• **EXERCISE OBJECTIVE**
Write out, word for word, only the lines from the one containing "One point lands on each instance of the beard;" through the final line of the data.

##### DATASET RECORDS

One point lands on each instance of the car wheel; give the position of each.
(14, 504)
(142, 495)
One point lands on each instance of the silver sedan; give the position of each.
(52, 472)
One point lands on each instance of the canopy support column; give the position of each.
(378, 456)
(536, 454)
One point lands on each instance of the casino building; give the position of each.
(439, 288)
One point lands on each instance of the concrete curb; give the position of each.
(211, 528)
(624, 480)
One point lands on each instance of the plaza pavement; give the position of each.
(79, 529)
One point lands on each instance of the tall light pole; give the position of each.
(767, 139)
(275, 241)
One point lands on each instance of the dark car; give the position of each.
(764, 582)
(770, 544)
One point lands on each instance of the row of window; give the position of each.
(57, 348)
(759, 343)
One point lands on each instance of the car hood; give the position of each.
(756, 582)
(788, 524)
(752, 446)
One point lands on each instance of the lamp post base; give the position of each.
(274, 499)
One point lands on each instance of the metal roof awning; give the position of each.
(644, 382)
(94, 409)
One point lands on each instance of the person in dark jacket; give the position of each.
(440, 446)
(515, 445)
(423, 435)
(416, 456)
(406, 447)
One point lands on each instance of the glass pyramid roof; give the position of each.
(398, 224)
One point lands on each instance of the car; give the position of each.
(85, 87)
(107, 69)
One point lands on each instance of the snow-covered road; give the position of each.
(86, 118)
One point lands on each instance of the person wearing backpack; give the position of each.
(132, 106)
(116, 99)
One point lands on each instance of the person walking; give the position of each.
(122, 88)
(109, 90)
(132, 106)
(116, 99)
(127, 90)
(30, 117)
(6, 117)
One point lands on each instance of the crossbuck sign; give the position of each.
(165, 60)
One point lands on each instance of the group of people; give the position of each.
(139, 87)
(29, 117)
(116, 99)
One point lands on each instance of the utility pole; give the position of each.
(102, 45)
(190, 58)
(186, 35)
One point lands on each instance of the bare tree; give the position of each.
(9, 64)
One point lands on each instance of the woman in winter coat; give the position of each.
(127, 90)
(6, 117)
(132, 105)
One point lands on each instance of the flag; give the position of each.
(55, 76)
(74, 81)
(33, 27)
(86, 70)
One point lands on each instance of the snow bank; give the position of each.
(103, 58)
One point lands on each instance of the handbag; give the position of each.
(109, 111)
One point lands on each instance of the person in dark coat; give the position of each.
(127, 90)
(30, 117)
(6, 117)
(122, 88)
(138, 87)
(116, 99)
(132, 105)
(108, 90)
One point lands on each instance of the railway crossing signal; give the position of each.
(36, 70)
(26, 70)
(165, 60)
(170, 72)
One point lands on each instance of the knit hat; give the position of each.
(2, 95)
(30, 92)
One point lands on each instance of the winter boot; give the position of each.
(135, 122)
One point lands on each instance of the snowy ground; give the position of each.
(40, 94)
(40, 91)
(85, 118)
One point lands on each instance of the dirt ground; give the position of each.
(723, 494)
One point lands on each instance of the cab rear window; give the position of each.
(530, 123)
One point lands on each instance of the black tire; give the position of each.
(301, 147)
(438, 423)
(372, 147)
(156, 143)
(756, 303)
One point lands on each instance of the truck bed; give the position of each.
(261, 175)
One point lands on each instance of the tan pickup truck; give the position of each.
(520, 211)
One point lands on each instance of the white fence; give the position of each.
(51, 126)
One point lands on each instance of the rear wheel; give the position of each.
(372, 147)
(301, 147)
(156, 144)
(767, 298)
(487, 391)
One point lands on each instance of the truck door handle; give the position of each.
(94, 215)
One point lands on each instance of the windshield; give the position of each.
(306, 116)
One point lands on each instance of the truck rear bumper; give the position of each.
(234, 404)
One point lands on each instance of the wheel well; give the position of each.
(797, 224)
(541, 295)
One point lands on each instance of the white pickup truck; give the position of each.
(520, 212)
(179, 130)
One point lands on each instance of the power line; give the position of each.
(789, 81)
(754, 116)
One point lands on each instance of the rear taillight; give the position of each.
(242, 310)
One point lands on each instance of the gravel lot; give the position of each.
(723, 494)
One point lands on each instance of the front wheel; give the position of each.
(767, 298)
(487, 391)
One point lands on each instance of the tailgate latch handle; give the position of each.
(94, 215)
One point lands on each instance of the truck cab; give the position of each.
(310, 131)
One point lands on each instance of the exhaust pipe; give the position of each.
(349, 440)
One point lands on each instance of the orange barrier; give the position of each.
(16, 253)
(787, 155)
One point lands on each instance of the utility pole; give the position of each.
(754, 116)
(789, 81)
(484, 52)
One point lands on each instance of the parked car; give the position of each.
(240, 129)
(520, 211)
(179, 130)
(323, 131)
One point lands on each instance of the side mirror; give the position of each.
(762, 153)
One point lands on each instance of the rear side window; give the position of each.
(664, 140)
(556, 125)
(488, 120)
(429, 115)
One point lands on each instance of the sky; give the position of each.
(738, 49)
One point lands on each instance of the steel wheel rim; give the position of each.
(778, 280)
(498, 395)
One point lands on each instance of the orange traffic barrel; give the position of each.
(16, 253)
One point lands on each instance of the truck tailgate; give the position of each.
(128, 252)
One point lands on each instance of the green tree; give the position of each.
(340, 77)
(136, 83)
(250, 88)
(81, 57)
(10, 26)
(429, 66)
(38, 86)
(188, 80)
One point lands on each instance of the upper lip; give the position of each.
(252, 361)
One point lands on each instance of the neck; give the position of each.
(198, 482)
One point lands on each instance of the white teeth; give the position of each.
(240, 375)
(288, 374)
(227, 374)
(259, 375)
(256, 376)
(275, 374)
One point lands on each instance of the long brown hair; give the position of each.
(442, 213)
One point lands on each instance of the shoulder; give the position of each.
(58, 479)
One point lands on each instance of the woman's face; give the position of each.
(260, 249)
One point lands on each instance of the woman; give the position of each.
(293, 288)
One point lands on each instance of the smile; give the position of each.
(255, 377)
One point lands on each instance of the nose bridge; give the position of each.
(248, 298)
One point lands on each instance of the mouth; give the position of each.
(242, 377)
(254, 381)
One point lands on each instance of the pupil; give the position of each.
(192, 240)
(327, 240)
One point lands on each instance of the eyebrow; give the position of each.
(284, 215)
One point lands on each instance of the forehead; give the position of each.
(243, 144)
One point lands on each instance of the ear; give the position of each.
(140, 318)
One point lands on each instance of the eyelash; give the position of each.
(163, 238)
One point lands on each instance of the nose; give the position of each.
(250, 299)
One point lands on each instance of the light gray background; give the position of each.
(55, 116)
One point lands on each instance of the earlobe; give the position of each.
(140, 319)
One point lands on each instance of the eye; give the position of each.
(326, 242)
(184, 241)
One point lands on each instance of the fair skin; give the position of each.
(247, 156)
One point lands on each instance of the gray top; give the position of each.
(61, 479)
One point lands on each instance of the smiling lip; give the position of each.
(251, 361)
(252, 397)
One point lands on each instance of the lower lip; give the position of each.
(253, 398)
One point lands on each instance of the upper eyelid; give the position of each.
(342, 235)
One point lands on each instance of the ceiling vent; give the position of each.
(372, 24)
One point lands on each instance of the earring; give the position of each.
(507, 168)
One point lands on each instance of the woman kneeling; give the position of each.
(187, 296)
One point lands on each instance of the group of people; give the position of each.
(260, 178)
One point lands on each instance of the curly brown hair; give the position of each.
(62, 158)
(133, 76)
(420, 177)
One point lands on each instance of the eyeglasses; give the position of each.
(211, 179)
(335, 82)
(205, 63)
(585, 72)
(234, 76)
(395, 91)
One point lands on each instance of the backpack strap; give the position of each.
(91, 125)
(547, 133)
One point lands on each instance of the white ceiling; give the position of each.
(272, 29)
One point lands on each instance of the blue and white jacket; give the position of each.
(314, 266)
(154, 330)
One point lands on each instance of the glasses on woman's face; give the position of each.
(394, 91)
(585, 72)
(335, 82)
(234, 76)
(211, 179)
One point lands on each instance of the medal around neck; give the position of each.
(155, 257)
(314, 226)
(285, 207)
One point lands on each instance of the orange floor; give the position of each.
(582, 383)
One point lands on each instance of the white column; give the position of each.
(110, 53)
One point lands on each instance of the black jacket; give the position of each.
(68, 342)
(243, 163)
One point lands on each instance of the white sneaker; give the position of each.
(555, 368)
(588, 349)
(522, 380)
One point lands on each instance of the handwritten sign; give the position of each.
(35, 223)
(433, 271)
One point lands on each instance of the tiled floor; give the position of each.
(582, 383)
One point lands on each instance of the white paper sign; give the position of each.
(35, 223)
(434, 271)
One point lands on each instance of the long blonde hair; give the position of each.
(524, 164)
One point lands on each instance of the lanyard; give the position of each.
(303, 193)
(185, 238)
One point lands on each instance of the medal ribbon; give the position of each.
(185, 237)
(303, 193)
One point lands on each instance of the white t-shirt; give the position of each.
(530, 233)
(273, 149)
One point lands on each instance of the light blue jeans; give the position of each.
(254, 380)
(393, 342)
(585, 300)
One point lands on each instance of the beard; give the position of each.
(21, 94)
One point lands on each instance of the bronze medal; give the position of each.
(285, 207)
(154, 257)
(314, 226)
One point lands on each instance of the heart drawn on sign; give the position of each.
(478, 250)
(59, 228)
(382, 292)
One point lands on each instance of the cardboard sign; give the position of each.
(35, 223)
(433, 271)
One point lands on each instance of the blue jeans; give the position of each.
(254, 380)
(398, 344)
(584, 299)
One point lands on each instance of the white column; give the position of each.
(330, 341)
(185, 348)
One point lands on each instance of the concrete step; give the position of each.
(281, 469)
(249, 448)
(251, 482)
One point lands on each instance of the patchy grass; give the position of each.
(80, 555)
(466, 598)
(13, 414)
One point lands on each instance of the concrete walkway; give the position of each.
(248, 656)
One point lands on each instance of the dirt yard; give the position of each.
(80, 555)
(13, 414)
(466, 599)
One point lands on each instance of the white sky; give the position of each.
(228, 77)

##########

• **RESULT OF THE EXERCISE**
One point lands on each instance of the beard; give the position of each.
(21, 94)
One point lands on each instance of the bronze medal; give the position of each.
(285, 207)
(154, 257)
(314, 226)
One point lands on each instance of the heart drawn on sign; give the position of each.
(478, 250)
(59, 228)
(382, 292)
One point lands on each instance of the cardboard sign; give the position of each.
(35, 223)
(433, 271)
One point lands on each instance of the blue jeans; give the position of each.
(254, 380)
(398, 344)
(584, 299)
One point lands on each instance of the white column; give the position of each.
(330, 341)
(185, 348)
One point lands on each instance of the concrete step; give the position of each.
(281, 469)
(249, 448)
(251, 482)
One point lands on each instance of the patchy grass; give the position of each.
(80, 555)
(466, 598)
(13, 414)
One point lands on each instance of the concrete walkway; give the position of each.
(248, 656)
One point lands on each instance of the dirt yard; give the position of each.
(80, 555)
(13, 414)
(466, 599)
One point lands on each instance of the white sky; give the position of each.
(228, 77)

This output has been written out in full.